» About this exercise
Each line of the data below goes into the copy exactly; pictures do not.

» Listed entries
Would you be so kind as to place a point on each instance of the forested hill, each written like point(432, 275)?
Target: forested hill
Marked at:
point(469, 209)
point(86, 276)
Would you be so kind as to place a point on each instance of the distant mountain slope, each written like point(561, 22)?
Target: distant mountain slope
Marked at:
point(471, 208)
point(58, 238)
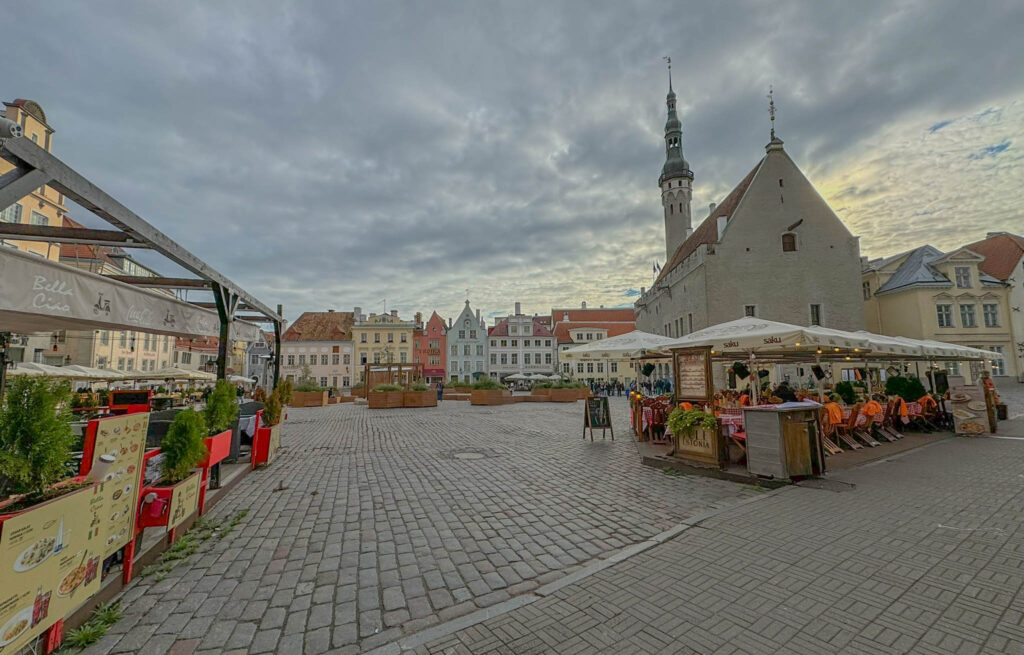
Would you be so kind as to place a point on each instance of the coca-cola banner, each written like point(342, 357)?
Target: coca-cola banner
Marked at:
point(37, 295)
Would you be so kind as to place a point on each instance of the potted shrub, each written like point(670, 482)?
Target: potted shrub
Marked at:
point(267, 438)
point(488, 392)
point(419, 395)
point(285, 391)
point(220, 415)
point(695, 436)
point(309, 394)
point(35, 442)
point(386, 397)
point(542, 389)
point(183, 448)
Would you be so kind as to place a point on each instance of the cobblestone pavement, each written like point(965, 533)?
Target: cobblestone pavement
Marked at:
point(923, 553)
point(372, 525)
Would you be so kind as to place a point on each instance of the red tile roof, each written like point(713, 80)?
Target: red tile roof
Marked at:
point(502, 329)
point(562, 329)
point(1001, 253)
point(197, 344)
point(707, 232)
point(601, 314)
point(321, 325)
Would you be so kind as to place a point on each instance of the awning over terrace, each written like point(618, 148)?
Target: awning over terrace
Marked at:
point(38, 295)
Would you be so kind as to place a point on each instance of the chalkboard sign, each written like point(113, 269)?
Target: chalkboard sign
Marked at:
point(597, 415)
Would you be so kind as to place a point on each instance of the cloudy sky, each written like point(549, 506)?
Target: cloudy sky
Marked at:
point(332, 155)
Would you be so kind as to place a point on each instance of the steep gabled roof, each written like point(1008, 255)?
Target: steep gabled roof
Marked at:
point(613, 329)
point(598, 314)
point(502, 329)
point(1001, 253)
point(321, 325)
point(916, 271)
point(707, 231)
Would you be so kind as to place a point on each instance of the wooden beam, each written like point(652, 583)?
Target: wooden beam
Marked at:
point(112, 237)
point(162, 282)
point(37, 167)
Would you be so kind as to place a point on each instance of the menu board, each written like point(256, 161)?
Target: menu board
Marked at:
point(691, 367)
point(968, 406)
point(271, 451)
point(184, 500)
point(124, 439)
point(50, 560)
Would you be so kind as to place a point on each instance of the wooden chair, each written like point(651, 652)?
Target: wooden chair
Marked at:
point(827, 431)
point(858, 432)
point(844, 431)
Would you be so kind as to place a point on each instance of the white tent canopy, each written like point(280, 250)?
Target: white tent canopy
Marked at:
point(38, 295)
point(758, 336)
point(629, 345)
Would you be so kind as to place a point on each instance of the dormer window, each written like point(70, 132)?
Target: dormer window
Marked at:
point(963, 274)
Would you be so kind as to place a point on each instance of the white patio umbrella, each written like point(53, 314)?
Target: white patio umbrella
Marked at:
point(89, 373)
point(36, 368)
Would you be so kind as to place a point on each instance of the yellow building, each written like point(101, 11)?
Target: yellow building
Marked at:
point(927, 294)
point(381, 339)
point(44, 206)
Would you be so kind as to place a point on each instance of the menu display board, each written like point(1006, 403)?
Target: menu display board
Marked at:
point(124, 439)
point(49, 563)
point(691, 367)
point(184, 500)
point(969, 408)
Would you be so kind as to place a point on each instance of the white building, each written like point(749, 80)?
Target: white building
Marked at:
point(467, 347)
point(521, 344)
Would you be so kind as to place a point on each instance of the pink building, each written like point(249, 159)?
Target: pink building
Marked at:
point(429, 346)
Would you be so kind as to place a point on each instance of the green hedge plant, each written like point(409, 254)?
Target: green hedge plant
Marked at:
point(35, 434)
point(183, 446)
point(221, 408)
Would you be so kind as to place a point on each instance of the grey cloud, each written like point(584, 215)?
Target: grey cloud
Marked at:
point(333, 155)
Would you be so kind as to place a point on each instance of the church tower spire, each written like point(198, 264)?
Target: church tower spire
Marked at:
point(676, 179)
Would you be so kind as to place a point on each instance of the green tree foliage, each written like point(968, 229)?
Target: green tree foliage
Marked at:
point(35, 433)
point(285, 390)
point(846, 392)
point(271, 409)
point(183, 446)
point(221, 408)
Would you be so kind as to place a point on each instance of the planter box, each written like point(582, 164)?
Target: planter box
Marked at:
point(308, 398)
point(564, 395)
point(217, 448)
point(173, 504)
point(489, 397)
point(265, 445)
point(426, 398)
point(385, 399)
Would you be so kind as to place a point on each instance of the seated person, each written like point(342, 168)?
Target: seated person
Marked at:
point(784, 392)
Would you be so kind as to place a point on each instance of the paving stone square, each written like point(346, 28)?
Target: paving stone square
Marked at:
point(376, 524)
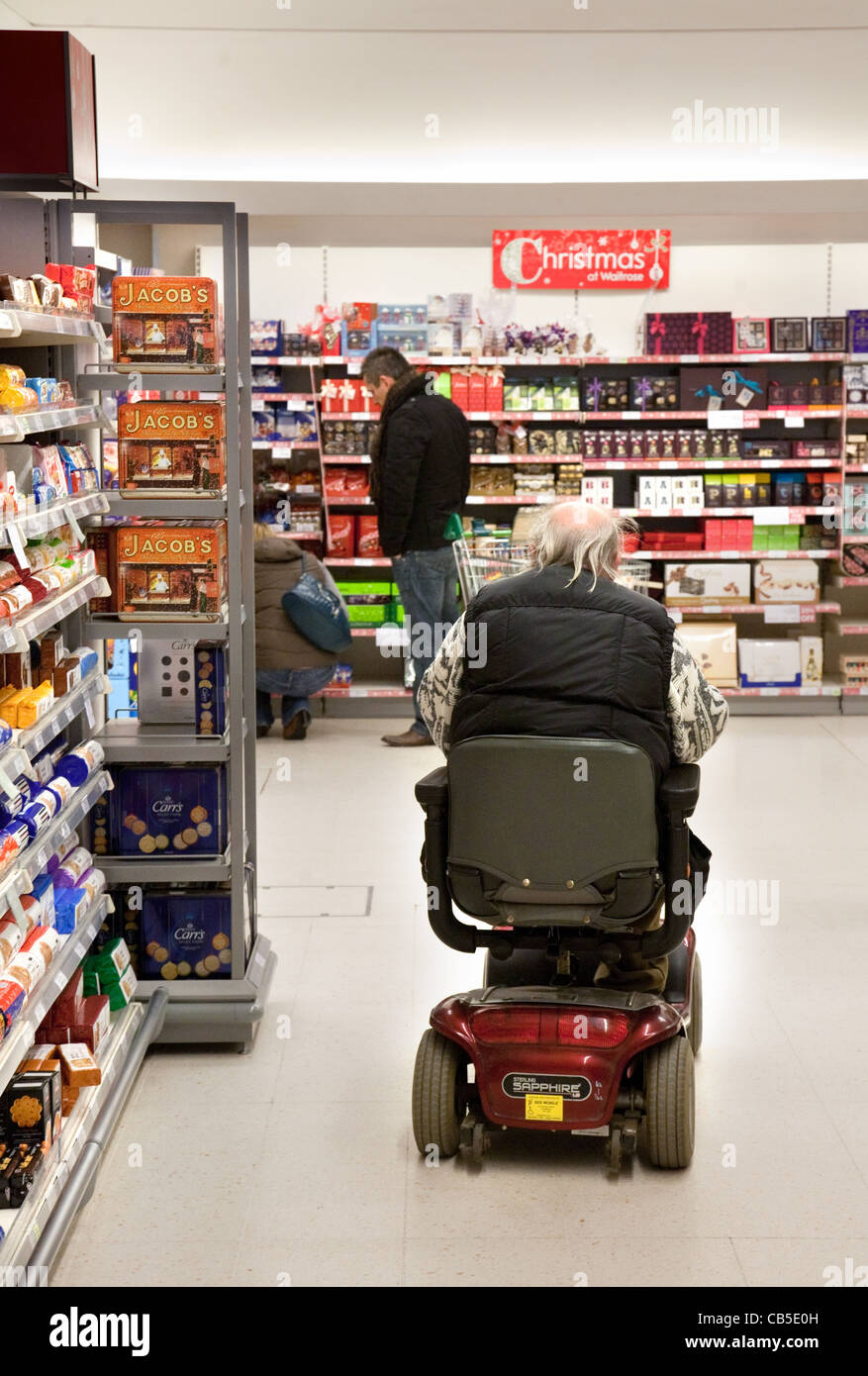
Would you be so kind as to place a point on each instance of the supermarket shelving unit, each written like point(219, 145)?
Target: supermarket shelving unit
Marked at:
point(56, 344)
point(826, 698)
point(228, 1009)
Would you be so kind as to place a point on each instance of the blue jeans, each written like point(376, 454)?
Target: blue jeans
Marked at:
point(295, 684)
point(427, 581)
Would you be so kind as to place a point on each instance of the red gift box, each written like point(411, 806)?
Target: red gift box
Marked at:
point(328, 395)
point(477, 390)
point(494, 390)
point(336, 480)
point(367, 540)
point(461, 390)
point(348, 395)
point(341, 536)
point(365, 402)
point(359, 316)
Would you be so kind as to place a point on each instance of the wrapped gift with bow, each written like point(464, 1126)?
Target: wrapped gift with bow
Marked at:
point(328, 394)
point(346, 394)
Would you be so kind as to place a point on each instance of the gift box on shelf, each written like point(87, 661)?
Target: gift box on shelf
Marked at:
point(164, 324)
point(750, 335)
point(477, 399)
point(787, 579)
point(341, 536)
point(494, 390)
point(265, 336)
point(723, 387)
point(698, 582)
point(688, 332)
point(789, 334)
point(713, 645)
point(857, 332)
point(169, 447)
point(769, 663)
point(367, 539)
point(828, 334)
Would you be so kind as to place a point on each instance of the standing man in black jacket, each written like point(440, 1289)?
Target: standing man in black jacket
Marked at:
point(420, 478)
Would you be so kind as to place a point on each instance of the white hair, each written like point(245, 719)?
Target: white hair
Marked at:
point(579, 537)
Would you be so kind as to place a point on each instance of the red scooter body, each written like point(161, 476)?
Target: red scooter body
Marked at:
point(549, 1058)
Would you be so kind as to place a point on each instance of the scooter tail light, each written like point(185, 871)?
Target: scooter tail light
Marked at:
point(514, 1027)
point(592, 1030)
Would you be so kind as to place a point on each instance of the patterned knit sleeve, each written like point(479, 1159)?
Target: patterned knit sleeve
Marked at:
point(698, 710)
point(440, 685)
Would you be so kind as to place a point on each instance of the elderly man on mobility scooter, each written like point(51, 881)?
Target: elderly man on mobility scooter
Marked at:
point(561, 822)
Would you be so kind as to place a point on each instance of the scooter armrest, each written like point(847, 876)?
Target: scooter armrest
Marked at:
point(434, 789)
point(678, 790)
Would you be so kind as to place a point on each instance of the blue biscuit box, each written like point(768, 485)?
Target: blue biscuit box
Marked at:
point(168, 811)
point(186, 934)
point(209, 690)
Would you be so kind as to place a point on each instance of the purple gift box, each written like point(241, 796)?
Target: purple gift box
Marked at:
point(858, 331)
point(190, 931)
point(688, 332)
point(168, 811)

» Response to the task
Would you be so kind as to place a point on each instance of the forested hill, each written like point(432, 275)?
Target: forested hill
Marked at:
point(469, 209)
point(86, 276)
Would you be so kind as to place a point on each instance of the distant mountain slope, each written like point(561, 22)?
Target: distant mountain slope
Marked at:
point(471, 208)
point(58, 238)
Would you be so kind as to place a point on each instance of the coca-cola banner, each written like point(342, 357)?
Target: coca-cola banner
Marked at:
point(37, 295)
Would you be so kind as to place a point on each instance of the potted shrub, each written like point(670, 482)?
Target: potted shrub
Marked at:
point(267, 438)
point(488, 392)
point(419, 395)
point(285, 391)
point(220, 415)
point(695, 436)
point(309, 394)
point(35, 442)
point(386, 397)
point(542, 389)
point(183, 448)
Would you be so kind as to place a point on each instance of the cobblestone pavement, each written like point(965, 533)?
Target: cobblestone pavement
Marked at:
point(923, 553)
point(372, 525)
Would you be so kind as to place a point on each instance of the red tile roof, each written like point(713, 80)?
Target: red tile roof
Marked at:
point(502, 329)
point(562, 329)
point(1001, 253)
point(197, 344)
point(707, 232)
point(601, 314)
point(321, 325)
Would you be so kind as to place a point on each instance of the awning over terrace, each written like point(618, 148)?
Target: awning over terrace
Marked at:
point(38, 295)
Would you be so kind as to place a point on each instance of the chalkboard sign, each written like point(113, 269)?
Target: chalkboard sign
Marked at:
point(597, 415)
Would you be so kind as to place a point on each instance of the cloudy sky, each written like point(549, 506)?
Target: cloudy sky
Marked at:
point(332, 155)
Would you be so kind as to place a point on each instance of the steep gabled roof, each written like point(1008, 255)?
Target: steep gabled roof
Marked at:
point(613, 329)
point(598, 314)
point(502, 329)
point(1001, 253)
point(321, 325)
point(916, 271)
point(707, 231)
Would you be so kind as to place a point on each instance of the wooden beam, each written like point(652, 583)?
Target: wooden beam
Marked at:
point(112, 237)
point(162, 282)
point(37, 167)
Would you be so kind as to place a point on each instance of the menu board, each written like point(256, 161)?
Target: menu board
Marked at:
point(691, 367)
point(968, 406)
point(271, 451)
point(184, 500)
point(124, 439)
point(50, 560)
Would you be so kind as to place a point on each instance of the wooden chair, each written like point(651, 652)?
Target: wooden chair
Marked at:
point(827, 431)
point(858, 432)
point(844, 431)
Would you be so kind as to place a point on each instance of the white tent canopy, each written like point(280, 250)?
Target: white tent canopy
Marked at:
point(38, 295)
point(758, 336)
point(629, 345)
Would you be so kind as to place a point on each instance of the dormer window, each written like point(70, 132)?
Target: dormer window
Marked at:
point(963, 274)
Would you be so kind as to place a point on each instance of the white patio umbrella, each written like point(53, 314)?
Target: white patio umbrella
Marked at:
point(89, 373)
point(36, 368)
Would you be so kind as to place a point on each instance of the yellow building, each written like point(101, 11)?
Target: yellow building
Marked at:
point(927, 294)
point(381, 339)
point(44, 206)
Would you be so kind as to place a point on each instance of the menu display board, each written like point(1006, 403)?
Target: menu display board
Marked at:
point(124, 439)
point(49, 563)
point(691, 367)
point(184, 500)
point(969, 408)
Would you be so kind as to place a point on each instance of the white building, each written like point(749, 80)?
Target: white building
Marked at:
point(467, 347)
point(521, 344)
Would you be so kind as to place a point on each instance of the pink building, each written like point(249, 159)?
Target: pink building
Marked at:
point(429, 346)
Would you be so kind as to place a point on each instance of the green hedge plant, each written like point(409, 254)?
Target: green hedge plant
Marked at:
point(35, 434)
point(183, 446)
point(221, 408)
Would you be so kind as to place a point on each instance of the grey cloud, each written like point(584, 215)?
Target: grey cloud
Marked at:
point(333, 155)
Would you be so kind as to place a point on each instance of the church tower spire, each written like point(198, 264)?
Target: church tower spire
Marked at:
point(676, 179)
Would you be so kind as to place a point on each instance of the green tree foliage, each written like point(968, 229)?
Target: green tree foliage
Marked at:
point(35, 433)
point(285, 390)
point(846, 392)
point(271, 409)
point(183, 446)
point(221, 408)
Would you be so kind as to place a point on each instance of the planter box, each written like point(582, 164)?
Target: planter box
Marked at:
point(308, 398)
point(564, 395)
point(217, 448)
point(173, 504)
point(489, 397)
point(265, 445)
point(426, 398)
point(385, 399)
Would you be so kind as to place a point on each instance of the seated person, each written like point(342, 168)?
Target: seated person
Marked at:
point(784, 392)
Would you be so kind as to place a point on each instance of the paving stone square, each written like point(346, 28)?
Target: paving stone square
Marked at:
point(376, 524)
Would you be so kind as to place a point on each instance of the supermarket shelving unit, each written like point(219, 145)?
Target: supermarket shelving unit
Marked at:
point(56, 344)
point(826, 698)
point(228, 1009)
Would you be so kind as to place a point on each instance of the blue jeans, each written like point(376, 454)?
Target: blue jeans
Marked at:
point(295, 684)
point(427, 581)
Would you be so kind as to place a point on each instance of the red gift box, each written like point(411, 806)?
Target: red gift box
Marked at:
point(328, 395)
point(477, 390)
point(494, 390)
point(336, 480)
point(367, 540)
point(461, 390)
point(348, 395)
point(341, 536)
point(365, 402)
point(359, 316)
Would you be so kind as to place a point on each instance of the wrapped gift with bow, each written like point(464, 1126)?
Target: wrapped gift with bow
Marked at:
point(328, 394)
point(346, 394)
Would you be so kind as to place a point on each instance of the gift box on shelf, each written like point(87, 661)?
Target: gift box on shelf
Marked at:
point(164, 324)
point(750, 335)
point(477, 399)
point(787, 579)
point(341, 536)
point(494, 390)
point(265, 336)
point(723, 387)
point(698, 582)
point(688, 332)
point(789, 334)
point(713, 645)
point(857, 332)
point(169, 447)
point(769, 663)
point(367, 539)
point(828, 334)
Would you be so kind as to place a point on each instance of the standing man in black jacket, each written like point(440, 1289)?
Target: standing man in black jacket
Marked at:
point(420, 478)
Would you be so kind as to place a point on each instance of the white hair, each written like point(245, 719)?
Target: white hair
Marked at:
point(579, 537)
Would you be so kind as to place a point on each instance of the red scooter body, each written like point(161, 476)?
Target: red scooter body
Marked at:
point(549, 1058)
Would you be so kind as to place a point on each instance of the scooter tail light, each written like point(185, 871)?
Target: scooter tail light
Marked at:
point(514, 1027)
point(592, 1030)
Would you be so kind as to place a point on each instance of the patterned knit sleeve, each written like point(479, 1159)?
Target: patterned knit sleeve
Marked at:
point(698, 710)
point(440, 685)
Would you be so kind as to place a point on each instance of the elderly man on mobility scooter, each written like point(51, 881)?
Target: elderly man on mobility scooter
Marked at:
point(561, 822)
Would you be so kind as to place a point on each instance of the scooter armrest, each written like point(847, 876)?
Target: scooter armrest
Marked at:
point(434, 789)
point(678, 790)
Would you be so kind as to place a point on each instance of the blue biscuit box, each written like point(768, 485)?
Target: blue biscuit box
Marked at:
point(168, 811)
point(186, 934)
point(209, 690)
Would you be so kind as to place a point on each instance of the purple gift box, each written like point(241, 796)?
Target: purple gift box
Marked at:
point(858, 331)
point(190, 931)
point(688, 332)
point(168, 811)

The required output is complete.